Prompt | Pull out each line of the listing below that contains the string "wall", where uppercase and lowercase count as different.

Material for this exercise |
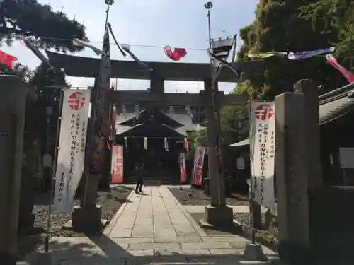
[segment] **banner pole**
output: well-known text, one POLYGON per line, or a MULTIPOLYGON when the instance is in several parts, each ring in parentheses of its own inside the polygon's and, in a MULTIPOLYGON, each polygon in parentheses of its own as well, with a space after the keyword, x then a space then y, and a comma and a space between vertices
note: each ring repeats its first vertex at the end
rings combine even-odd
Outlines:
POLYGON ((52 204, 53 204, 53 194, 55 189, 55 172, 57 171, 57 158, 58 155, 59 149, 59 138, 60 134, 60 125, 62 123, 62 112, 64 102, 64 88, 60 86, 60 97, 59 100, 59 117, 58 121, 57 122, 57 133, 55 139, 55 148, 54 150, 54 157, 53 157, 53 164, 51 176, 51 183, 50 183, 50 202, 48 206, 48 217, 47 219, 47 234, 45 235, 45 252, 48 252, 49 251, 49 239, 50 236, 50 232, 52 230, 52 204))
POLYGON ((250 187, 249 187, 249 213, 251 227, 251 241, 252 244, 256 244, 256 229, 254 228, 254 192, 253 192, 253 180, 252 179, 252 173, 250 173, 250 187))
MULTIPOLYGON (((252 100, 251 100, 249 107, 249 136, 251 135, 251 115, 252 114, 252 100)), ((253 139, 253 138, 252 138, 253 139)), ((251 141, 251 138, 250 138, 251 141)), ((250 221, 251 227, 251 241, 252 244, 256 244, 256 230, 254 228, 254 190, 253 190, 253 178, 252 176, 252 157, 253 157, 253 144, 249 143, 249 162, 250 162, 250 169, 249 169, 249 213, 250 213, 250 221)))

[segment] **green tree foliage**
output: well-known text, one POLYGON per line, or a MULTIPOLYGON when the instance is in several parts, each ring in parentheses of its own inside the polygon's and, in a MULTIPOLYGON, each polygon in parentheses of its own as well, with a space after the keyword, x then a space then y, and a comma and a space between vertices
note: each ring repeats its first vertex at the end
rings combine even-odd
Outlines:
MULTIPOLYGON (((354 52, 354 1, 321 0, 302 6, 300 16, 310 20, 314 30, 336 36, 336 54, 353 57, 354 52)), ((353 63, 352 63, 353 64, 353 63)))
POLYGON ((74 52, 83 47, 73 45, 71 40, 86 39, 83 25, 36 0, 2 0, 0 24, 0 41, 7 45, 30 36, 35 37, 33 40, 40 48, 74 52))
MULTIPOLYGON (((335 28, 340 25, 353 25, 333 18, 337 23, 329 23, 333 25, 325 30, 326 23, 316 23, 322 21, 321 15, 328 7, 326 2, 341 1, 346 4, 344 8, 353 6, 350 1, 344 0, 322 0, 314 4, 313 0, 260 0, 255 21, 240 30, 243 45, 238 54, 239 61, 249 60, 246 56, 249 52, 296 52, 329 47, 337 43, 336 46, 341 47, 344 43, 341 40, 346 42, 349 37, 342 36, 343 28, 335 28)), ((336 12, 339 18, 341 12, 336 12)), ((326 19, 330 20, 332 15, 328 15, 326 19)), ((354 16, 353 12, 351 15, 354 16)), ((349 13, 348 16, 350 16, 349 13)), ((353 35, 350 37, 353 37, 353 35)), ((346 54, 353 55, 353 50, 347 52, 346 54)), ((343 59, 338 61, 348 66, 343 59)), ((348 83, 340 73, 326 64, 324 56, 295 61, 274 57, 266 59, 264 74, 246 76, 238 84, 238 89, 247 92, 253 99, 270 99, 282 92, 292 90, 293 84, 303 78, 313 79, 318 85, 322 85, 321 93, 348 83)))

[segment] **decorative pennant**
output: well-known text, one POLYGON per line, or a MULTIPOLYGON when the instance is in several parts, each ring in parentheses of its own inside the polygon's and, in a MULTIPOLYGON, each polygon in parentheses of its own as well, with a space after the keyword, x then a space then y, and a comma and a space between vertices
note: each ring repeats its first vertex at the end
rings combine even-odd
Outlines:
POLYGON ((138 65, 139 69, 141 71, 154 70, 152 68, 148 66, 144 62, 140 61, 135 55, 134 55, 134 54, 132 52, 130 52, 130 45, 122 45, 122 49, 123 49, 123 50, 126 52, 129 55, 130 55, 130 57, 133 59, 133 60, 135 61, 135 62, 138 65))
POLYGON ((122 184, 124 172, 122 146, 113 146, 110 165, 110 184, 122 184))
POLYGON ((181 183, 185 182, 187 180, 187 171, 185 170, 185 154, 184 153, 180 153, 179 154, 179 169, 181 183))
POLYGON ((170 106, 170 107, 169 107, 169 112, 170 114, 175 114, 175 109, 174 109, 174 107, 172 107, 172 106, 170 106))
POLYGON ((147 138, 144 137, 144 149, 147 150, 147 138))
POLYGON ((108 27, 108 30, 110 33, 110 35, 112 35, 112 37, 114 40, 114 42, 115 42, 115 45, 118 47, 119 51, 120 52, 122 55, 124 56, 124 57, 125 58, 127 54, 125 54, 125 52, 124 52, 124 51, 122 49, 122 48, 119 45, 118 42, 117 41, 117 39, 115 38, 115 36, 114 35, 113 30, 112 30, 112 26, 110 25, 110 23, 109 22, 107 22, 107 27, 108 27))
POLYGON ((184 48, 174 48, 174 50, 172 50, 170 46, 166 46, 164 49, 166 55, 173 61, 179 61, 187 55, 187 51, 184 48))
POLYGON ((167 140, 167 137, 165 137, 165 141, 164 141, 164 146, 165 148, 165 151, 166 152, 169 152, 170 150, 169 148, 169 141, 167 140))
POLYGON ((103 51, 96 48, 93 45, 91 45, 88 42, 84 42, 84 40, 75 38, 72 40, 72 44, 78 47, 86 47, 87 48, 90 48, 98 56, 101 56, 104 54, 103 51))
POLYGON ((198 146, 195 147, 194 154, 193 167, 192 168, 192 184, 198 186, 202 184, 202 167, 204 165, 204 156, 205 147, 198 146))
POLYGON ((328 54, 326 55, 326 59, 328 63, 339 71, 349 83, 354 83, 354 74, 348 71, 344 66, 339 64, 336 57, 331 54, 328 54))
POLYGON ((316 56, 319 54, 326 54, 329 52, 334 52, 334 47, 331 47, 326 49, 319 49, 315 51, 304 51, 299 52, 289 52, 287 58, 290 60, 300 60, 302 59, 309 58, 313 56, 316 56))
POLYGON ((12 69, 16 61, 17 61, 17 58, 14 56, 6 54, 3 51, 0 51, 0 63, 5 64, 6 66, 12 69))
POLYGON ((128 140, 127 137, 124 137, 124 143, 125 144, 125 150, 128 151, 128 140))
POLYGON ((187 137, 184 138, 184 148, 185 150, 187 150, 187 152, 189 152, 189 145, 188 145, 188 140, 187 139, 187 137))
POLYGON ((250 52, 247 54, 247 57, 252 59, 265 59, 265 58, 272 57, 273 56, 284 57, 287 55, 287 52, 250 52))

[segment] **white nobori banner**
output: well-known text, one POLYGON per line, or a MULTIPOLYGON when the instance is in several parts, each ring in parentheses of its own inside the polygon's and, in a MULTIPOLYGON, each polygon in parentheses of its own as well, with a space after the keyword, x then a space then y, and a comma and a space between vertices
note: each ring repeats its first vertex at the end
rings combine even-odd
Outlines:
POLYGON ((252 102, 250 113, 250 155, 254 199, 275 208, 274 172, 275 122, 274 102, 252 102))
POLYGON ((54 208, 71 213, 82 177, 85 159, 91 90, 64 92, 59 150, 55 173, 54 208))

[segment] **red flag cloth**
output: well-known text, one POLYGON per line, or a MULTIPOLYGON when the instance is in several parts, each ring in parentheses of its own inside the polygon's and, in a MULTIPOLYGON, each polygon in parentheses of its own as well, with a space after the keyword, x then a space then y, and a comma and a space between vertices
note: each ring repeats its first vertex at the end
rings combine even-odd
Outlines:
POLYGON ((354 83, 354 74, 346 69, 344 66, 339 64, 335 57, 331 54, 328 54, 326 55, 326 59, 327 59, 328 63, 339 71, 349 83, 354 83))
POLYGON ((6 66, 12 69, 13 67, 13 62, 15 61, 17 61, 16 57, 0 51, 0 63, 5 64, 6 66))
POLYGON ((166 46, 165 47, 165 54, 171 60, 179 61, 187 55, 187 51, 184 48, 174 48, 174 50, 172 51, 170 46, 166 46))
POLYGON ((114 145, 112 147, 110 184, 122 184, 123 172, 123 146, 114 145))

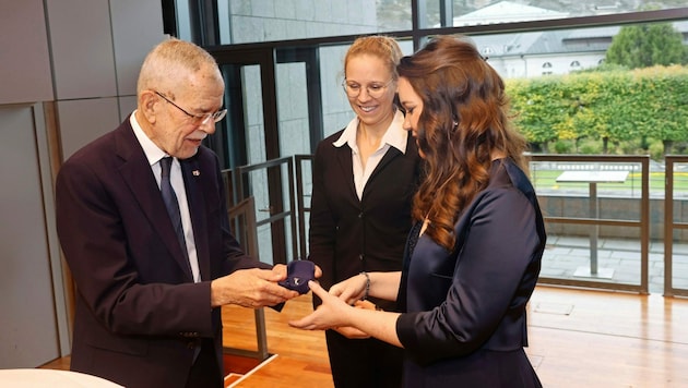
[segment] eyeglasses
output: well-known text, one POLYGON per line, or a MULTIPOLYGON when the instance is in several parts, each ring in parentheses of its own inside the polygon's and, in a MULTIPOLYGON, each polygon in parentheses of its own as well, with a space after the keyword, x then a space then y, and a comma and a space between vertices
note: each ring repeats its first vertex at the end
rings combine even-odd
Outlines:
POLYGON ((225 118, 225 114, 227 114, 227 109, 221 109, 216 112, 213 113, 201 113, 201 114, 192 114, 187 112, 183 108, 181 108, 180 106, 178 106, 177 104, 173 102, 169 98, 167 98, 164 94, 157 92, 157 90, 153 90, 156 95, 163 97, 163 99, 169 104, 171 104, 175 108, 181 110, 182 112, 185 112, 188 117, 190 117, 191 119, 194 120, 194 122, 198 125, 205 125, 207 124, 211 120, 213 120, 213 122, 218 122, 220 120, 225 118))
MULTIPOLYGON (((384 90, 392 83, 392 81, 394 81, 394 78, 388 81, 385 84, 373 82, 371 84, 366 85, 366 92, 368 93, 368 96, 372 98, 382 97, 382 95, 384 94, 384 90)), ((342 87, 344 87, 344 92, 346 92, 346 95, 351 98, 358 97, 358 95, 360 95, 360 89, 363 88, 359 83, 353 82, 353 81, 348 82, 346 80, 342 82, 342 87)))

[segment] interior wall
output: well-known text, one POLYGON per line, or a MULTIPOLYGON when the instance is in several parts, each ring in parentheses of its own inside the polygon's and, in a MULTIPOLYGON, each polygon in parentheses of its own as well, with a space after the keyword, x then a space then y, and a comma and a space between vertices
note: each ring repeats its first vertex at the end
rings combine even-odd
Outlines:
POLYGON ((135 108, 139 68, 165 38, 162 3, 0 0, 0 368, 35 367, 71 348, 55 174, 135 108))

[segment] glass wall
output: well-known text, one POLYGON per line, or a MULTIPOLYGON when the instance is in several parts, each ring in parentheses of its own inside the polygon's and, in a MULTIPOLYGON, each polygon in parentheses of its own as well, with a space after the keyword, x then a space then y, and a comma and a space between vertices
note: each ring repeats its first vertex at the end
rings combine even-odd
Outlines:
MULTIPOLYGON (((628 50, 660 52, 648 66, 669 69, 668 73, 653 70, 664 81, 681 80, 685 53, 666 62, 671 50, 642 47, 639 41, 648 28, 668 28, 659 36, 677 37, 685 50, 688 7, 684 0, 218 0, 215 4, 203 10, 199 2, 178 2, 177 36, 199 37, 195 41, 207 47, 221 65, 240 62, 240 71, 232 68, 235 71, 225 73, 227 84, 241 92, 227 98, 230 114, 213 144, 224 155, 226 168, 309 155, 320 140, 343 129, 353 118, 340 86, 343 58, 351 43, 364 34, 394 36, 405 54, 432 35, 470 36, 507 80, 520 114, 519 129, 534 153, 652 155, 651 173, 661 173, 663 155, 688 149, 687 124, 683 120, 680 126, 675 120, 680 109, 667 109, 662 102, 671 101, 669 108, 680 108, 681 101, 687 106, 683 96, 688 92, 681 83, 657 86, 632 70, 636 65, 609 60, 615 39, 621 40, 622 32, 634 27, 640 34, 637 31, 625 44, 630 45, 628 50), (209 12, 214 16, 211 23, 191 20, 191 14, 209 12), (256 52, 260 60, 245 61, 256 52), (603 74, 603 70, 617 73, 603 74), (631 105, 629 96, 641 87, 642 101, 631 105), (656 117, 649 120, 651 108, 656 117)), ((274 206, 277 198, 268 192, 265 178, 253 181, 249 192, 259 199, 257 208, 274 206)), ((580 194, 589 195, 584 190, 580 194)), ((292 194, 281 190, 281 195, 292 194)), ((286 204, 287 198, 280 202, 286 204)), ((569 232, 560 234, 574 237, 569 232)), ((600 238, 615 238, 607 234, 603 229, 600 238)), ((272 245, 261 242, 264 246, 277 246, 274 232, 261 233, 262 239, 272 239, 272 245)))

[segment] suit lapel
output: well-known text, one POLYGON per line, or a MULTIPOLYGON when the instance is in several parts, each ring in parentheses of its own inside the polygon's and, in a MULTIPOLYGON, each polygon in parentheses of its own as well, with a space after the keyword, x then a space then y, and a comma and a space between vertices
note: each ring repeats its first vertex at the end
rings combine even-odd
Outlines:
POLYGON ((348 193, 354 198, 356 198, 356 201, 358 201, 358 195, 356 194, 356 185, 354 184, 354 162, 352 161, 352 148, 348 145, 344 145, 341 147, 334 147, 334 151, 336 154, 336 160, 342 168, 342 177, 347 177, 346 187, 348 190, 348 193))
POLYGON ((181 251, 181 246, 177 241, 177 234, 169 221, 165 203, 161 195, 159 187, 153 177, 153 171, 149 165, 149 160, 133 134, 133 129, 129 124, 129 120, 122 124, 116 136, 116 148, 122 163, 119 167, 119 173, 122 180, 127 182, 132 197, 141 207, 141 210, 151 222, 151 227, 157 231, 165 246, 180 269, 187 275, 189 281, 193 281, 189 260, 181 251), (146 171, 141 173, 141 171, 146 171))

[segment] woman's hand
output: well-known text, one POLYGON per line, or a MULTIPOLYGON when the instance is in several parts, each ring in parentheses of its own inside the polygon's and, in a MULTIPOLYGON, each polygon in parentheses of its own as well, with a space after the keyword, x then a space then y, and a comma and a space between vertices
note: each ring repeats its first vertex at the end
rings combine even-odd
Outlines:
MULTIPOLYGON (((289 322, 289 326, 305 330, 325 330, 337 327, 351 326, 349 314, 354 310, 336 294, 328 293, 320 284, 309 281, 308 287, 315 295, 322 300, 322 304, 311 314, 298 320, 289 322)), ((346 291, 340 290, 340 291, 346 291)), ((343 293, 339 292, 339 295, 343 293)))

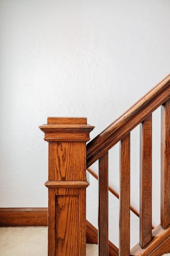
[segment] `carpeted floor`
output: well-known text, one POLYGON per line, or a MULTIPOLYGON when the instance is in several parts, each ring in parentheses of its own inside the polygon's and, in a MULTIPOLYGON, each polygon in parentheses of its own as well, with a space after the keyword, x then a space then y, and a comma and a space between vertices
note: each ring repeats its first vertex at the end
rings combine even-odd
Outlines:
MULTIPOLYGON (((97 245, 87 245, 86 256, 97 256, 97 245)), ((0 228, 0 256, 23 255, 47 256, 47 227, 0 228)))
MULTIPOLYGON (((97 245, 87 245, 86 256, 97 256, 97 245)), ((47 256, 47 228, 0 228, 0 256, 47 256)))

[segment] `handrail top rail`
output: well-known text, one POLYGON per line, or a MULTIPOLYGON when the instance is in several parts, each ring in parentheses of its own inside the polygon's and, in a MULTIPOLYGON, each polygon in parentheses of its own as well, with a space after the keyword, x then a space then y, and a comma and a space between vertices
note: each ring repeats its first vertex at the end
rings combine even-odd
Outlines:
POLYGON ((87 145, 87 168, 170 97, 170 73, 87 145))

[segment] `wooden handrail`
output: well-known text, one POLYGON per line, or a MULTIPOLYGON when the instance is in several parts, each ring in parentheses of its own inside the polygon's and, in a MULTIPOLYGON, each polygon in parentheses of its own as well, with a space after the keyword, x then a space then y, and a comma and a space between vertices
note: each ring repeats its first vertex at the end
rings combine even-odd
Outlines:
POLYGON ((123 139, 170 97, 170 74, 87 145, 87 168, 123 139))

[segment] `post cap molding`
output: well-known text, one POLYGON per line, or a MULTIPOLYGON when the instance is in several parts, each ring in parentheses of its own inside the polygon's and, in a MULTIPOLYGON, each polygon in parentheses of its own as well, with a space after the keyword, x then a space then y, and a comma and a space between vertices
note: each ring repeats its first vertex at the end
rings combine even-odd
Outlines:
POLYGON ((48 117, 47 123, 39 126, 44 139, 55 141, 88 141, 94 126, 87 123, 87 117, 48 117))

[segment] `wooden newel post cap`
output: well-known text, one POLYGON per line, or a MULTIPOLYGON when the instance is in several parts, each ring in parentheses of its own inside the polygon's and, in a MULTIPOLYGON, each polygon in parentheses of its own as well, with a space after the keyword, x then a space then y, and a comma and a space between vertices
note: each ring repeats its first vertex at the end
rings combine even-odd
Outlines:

Task result |
[segment] interior wall
[segment] glass wall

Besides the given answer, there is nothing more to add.